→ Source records
══════

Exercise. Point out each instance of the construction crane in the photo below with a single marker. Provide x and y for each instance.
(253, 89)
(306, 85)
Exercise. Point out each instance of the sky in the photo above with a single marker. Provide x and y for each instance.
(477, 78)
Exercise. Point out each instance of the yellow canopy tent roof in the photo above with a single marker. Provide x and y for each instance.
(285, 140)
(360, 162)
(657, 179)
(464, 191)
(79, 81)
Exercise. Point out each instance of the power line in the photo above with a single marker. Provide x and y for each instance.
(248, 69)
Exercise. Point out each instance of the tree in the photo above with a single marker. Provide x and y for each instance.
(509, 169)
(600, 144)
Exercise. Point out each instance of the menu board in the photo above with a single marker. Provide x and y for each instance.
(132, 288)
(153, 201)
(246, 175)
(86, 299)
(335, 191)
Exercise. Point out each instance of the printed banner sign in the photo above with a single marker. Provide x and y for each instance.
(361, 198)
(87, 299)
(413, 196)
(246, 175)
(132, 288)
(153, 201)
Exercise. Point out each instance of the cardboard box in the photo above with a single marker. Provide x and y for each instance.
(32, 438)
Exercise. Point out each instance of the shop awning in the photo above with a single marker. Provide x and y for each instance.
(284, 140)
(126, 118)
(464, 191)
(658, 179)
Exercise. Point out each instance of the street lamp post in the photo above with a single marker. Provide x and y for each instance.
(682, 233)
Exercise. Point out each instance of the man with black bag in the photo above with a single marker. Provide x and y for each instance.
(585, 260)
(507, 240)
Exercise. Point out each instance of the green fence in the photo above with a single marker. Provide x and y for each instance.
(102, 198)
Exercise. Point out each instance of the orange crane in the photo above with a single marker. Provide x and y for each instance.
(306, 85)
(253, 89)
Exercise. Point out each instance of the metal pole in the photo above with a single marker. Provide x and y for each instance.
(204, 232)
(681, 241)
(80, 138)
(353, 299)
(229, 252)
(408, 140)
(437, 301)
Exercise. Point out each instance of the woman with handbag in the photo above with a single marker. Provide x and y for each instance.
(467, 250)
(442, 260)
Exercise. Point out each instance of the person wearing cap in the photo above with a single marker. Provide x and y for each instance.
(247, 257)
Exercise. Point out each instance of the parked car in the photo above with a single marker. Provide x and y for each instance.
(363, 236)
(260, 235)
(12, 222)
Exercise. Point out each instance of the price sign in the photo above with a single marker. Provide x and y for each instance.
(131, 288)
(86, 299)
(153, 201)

══════

→ Goal
Rewrite every line of the records above as a JSON array of strings, with one string per line and no blank lines.

→ Task output
[
  "Exercise. Point out each instance of the construction crane in the photo below with a single marker. Provide x and y for each instance.",
  "(253, 89)",
  "(306, 85)",
  "Exercise. Point out each instance of the sky in the photo above with a single marker. Provide x and y for each instance.",
  "(477, 78)",
  "Exercise. Point out each instance of the yellow canopy tent roof in the photo above with a single marker. Provide x and y for each instance.",
  "(285, 140)",
  "(360, 162)",
  "(657, 179)",
  "(464, 191)",
  "(79, 81)",
  "Exercise. Point out each instance of the power line in the photo above with a single marker. Provide x and y for each instance.",
  "(248, 69)",
  "Exercise. Point out each instance of the tree in the photo above with a single marker. Provide x and y for each instance.",
  "(509, 169)",
  "(600, 144)",
  "Exercise. Point out each instance of the menu board in the photo above with a single marker. Provide x and y for each instance.",
  "(132, 288)",
  "(153, 201)",
  "(246, 175)",
  "(86, 299)",
  "(335, 191)",
  "Exercise. Point out each instance of the printed banner sign in the photo above with a single marker. Provide x and y for each instance.",
  "(361, 198)",
  "(87, 299)",
  "(413, 196)",
  "(246, 175)",
  "(132, 288)",
  "(153, 201)",
  "Exercise. Point out each instance of the cardboard box in the photo above with a single marker. Provide x and y for each instance.",
  "(32, 438)",
  "Exercise. Point out each instance of the shop awning in the photo above with a single marker. Provide x and y for each instance.",
  "(284, 140)",
  "(126, 118)",
  "(464, 191)",
  "(658, 179)",
  "Exercise. Point out each instance of the street lamp post in the photo above with a single marker. Provide x and y for each instance.",
  "(682, 233)",
  "Exercise. Point out each instance of the man with black bag in the photo above with a single marker. Provide x and y for each instance.",
  "(585, 260)",
  "(507, 240)",
  "Exercise. Point out each instance of the green fence in the photo above with a single marker. Provide x and y for each instance.",
  "(102, 198)",
  "Exercise. Point out each instance of the orange crane in the photo above with a single marker. Provide x and y for each instance.",
  "(306, 85)",
  "(253, 89)",
  "Exercise. Point out each instance of the metal pole in the photo above with a single marker. Provide x and y for each instance.",
  "(204, 232)",
  "(681, 241)",
  "(80, 138)",
  "(353, 299)",
  "(229, 252)",
  "(408, 140)",
  "(437, 301)",
  "Exercise. Point out each instance of the woman with handbag in the photo above with a single marker. Provide x and y for each instance.",
  "(467, 250)",
  "(442, 260)",
  "Exercise. Point out each instance of the person wearing cap in the photo above with a single marker. Provide x and y for each instance.",
  "(247, 257)",
  "Exercise. Point out each instance of the parked car in the photo above with a single marker. Provide x and y for each instance.",
  "(363, 236)",
  "(260, 235)",
  "(12, 222)",
  "Exercise. Point out each instance of the price sign in the photo above with a single marker. Provide x and y for each instance.",
  "(131, 288)",
  "(86, 299)",
  "(153, 201)"
]